*Problem requirements*.
Please retype exactly, and with nothing added, the lines of the material from the one with "Target = high-rise building" through the final one.
____
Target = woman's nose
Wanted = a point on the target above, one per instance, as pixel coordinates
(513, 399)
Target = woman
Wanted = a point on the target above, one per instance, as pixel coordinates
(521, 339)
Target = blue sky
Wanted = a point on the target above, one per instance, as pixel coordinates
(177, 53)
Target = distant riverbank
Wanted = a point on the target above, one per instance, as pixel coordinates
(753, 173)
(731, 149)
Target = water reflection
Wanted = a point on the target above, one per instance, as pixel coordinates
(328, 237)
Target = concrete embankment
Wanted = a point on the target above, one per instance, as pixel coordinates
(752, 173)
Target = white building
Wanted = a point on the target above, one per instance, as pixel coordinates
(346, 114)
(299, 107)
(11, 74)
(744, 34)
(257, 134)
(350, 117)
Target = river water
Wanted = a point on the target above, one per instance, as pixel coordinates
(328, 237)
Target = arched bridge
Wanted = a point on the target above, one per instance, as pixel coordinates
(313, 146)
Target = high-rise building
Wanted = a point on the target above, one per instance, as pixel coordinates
____
*Exercise answer*.
Target = high-rise building
Wanted = a point on the target above, one per instance, as pixel coordinates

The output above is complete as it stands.